DIRECTIONS>
Where in the entries below does "test" appear? Copy every line that has it.

>>>>

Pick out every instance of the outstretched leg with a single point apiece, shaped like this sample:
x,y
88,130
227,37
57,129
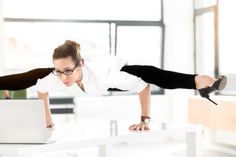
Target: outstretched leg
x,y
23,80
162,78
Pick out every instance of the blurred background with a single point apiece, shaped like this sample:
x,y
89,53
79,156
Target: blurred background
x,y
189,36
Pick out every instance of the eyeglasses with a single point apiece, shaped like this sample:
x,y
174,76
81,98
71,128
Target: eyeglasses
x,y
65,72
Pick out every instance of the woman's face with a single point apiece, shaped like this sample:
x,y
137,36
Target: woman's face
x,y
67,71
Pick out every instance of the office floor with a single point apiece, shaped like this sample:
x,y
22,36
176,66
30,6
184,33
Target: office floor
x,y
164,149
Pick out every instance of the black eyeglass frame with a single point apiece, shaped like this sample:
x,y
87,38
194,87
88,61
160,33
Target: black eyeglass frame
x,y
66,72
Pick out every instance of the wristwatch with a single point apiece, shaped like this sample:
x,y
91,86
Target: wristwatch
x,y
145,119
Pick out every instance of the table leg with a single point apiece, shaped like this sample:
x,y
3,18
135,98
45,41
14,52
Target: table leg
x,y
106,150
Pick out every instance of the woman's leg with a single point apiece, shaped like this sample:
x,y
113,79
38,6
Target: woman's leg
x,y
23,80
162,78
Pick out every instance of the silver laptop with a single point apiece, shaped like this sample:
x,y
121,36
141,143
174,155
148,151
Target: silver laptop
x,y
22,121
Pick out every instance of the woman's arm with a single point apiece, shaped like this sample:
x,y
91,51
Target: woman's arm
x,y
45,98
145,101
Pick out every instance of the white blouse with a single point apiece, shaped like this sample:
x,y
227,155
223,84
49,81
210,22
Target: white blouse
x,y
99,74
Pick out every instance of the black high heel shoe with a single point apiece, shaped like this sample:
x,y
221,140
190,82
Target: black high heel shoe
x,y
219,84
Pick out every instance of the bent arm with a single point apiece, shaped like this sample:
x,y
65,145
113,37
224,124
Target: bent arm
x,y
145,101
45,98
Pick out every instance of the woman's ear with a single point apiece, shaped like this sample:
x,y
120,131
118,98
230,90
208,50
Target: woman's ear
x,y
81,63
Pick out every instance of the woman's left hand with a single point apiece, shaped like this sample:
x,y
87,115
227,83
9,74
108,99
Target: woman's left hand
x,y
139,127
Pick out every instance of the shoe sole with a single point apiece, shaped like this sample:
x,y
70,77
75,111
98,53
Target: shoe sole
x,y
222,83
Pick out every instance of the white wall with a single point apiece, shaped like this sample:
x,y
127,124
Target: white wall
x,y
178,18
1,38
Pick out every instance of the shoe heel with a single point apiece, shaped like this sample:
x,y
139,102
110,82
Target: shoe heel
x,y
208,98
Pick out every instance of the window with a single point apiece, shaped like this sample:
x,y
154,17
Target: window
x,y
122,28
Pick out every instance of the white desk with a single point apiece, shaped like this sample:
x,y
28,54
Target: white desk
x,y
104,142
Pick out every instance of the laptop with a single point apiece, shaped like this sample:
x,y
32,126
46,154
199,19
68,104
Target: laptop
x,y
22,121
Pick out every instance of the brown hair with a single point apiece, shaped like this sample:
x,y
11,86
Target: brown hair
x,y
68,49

<<<<
>>>>

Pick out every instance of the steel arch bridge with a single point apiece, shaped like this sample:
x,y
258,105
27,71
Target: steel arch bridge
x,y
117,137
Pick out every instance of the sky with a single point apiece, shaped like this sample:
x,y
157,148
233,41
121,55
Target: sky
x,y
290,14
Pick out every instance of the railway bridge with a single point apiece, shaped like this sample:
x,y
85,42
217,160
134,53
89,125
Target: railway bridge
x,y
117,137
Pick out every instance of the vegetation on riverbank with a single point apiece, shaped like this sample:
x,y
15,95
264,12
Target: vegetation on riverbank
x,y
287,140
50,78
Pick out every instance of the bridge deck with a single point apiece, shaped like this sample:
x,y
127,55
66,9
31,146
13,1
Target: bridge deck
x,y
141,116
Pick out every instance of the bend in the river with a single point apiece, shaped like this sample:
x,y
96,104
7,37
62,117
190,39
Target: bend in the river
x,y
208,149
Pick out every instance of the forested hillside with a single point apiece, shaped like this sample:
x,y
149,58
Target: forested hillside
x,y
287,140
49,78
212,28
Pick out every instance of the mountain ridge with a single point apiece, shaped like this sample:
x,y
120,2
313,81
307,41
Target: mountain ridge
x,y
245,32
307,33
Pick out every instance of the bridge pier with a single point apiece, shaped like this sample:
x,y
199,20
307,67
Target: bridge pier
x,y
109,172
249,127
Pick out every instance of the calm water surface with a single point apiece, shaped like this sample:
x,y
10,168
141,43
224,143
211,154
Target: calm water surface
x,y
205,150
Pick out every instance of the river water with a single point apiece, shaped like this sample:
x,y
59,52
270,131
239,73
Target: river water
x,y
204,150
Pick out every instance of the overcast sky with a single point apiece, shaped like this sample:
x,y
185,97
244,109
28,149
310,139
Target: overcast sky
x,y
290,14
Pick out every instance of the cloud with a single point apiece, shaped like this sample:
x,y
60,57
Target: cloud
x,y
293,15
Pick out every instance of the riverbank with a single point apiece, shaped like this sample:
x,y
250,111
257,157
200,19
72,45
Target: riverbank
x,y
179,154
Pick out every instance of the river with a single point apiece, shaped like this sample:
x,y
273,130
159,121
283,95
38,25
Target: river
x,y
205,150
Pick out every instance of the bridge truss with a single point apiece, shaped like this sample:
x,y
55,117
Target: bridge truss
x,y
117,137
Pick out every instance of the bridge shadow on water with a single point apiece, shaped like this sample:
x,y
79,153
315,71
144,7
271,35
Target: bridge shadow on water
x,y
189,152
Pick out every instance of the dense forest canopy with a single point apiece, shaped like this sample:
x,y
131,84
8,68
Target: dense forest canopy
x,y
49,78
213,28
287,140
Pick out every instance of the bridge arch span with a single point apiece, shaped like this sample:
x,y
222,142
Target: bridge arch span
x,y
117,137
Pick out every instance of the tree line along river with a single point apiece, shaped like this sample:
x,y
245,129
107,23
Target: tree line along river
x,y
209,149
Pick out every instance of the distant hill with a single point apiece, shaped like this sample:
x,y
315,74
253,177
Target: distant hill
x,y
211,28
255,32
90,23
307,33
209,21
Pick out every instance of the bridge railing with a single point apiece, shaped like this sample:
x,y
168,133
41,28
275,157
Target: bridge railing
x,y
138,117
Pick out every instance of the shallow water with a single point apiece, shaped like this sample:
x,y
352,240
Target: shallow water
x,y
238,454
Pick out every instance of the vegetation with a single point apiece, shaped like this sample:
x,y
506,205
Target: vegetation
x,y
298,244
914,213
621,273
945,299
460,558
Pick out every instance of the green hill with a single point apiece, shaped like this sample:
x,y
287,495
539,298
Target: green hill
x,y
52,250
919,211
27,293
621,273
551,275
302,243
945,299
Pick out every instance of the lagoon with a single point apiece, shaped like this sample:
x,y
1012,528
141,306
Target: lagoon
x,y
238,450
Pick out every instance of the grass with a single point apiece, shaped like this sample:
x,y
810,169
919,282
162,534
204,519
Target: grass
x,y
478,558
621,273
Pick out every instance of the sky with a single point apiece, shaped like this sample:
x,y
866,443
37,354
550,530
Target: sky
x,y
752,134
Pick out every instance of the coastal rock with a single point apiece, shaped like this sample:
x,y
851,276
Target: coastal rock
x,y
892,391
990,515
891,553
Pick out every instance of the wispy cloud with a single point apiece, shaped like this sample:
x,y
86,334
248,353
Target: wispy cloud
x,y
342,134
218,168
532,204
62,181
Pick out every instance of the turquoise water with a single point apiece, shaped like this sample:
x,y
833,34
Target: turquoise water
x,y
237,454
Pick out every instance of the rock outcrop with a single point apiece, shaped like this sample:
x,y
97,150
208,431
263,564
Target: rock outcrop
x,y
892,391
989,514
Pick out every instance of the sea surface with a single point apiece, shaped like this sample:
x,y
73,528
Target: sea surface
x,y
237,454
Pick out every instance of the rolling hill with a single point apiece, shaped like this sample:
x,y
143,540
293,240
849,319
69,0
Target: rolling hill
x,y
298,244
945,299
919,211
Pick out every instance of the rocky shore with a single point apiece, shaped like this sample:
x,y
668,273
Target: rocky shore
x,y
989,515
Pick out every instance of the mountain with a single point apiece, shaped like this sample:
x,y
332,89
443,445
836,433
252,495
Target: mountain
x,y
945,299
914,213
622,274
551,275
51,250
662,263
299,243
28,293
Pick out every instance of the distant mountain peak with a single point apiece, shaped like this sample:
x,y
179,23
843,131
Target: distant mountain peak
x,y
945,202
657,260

<<<<
>>>>

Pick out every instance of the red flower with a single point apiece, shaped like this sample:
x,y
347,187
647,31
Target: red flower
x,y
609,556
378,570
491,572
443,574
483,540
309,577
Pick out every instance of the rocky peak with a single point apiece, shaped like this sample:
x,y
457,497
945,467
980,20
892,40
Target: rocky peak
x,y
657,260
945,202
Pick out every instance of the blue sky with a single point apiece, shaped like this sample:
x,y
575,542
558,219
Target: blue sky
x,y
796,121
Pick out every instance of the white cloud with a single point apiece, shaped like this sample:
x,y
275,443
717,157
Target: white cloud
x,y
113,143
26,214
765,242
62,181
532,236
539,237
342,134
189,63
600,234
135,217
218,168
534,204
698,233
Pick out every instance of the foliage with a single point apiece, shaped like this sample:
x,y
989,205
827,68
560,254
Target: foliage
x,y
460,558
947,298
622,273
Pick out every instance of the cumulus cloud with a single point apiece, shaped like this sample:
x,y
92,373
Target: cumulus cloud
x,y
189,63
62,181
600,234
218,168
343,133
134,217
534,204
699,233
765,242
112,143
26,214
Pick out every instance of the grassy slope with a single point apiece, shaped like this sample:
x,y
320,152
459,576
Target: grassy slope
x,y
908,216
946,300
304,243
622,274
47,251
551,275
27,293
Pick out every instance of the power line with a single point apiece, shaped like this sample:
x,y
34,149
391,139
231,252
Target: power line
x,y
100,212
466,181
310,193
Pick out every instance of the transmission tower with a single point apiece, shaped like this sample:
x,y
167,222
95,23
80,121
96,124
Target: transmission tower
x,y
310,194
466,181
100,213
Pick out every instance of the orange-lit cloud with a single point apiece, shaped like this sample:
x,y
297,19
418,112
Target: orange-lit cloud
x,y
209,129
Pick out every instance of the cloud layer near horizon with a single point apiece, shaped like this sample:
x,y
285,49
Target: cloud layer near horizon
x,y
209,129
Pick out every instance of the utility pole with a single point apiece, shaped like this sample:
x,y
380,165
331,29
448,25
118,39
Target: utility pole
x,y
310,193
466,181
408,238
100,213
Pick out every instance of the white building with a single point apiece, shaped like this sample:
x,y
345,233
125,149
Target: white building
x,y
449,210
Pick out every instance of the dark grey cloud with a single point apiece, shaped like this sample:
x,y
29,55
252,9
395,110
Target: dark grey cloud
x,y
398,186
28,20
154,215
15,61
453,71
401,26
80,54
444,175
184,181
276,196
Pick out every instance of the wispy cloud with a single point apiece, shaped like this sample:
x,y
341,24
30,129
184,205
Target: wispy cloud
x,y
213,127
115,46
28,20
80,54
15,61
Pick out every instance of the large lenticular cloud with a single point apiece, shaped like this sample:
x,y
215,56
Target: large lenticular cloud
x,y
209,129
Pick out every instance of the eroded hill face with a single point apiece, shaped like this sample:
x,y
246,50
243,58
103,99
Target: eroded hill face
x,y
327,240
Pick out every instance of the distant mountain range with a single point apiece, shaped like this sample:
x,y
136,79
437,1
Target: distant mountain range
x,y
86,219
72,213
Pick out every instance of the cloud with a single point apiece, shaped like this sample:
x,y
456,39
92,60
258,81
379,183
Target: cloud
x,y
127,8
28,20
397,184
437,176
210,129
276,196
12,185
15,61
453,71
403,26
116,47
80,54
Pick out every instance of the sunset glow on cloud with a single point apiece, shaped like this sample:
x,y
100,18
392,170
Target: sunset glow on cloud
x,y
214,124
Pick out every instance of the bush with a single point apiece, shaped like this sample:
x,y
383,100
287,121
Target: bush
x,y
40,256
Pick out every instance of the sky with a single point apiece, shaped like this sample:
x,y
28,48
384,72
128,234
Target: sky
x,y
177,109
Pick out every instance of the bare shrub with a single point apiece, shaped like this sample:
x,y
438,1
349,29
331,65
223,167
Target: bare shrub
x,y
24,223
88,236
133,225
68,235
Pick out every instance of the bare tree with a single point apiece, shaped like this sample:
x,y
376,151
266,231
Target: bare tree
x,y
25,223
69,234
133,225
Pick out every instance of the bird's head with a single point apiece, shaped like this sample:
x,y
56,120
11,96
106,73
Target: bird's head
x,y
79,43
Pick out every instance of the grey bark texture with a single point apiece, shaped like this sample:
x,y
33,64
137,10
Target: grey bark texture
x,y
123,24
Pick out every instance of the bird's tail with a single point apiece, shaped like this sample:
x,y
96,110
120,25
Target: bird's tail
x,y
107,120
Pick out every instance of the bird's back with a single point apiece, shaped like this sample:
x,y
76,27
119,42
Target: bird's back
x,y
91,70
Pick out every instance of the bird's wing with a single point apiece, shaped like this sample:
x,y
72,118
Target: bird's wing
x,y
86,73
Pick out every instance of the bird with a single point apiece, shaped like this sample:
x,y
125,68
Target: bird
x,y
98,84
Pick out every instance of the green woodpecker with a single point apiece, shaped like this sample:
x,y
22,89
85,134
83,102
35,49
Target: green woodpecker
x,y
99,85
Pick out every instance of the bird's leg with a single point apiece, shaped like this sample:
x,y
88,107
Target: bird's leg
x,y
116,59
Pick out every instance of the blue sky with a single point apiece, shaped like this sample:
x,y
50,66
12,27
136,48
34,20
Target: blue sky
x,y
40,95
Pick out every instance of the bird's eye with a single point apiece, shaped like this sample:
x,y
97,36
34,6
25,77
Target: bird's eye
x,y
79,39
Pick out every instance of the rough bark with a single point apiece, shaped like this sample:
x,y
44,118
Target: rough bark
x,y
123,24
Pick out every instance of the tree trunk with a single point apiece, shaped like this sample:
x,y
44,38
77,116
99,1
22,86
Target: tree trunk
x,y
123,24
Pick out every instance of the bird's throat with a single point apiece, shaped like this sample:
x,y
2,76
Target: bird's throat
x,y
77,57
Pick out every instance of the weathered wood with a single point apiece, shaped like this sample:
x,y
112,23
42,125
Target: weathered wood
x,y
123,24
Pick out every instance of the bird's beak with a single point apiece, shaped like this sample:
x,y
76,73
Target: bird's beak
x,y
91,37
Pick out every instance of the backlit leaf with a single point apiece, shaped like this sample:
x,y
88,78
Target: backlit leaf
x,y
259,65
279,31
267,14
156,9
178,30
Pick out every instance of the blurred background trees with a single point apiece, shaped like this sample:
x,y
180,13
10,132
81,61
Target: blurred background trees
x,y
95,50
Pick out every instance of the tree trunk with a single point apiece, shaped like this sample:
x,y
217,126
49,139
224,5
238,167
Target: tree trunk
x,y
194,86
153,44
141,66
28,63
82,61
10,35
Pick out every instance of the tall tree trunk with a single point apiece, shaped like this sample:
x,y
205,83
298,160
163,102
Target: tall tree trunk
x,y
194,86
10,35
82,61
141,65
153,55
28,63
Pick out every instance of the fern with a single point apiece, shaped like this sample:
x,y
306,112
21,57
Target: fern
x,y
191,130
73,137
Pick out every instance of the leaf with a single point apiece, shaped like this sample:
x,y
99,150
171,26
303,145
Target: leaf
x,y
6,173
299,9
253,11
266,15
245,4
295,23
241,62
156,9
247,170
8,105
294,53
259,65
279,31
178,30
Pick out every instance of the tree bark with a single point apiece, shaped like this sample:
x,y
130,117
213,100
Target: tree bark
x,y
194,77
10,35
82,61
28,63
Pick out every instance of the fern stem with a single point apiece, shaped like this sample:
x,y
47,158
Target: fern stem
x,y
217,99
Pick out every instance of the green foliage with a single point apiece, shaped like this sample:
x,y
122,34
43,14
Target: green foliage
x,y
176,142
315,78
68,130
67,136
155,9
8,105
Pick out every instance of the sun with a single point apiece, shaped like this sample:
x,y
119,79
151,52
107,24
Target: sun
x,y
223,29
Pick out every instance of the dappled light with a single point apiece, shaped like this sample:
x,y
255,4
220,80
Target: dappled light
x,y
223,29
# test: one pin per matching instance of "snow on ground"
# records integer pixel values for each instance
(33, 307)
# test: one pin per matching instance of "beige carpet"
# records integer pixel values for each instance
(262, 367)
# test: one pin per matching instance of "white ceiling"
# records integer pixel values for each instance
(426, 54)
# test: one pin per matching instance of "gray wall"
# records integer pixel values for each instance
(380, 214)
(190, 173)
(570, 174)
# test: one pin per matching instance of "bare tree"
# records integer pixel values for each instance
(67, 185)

<<<<

SOLUTION BELOW>
# test: one pin per matching instance of "snow on ground"
# test: one pin per matching instance of "beige carpet"
# test: one pin per matching instance of "white ceiling"
# test: one pin per matching instance of "gray wall"
# test: one pin per matching instance of "bare tree"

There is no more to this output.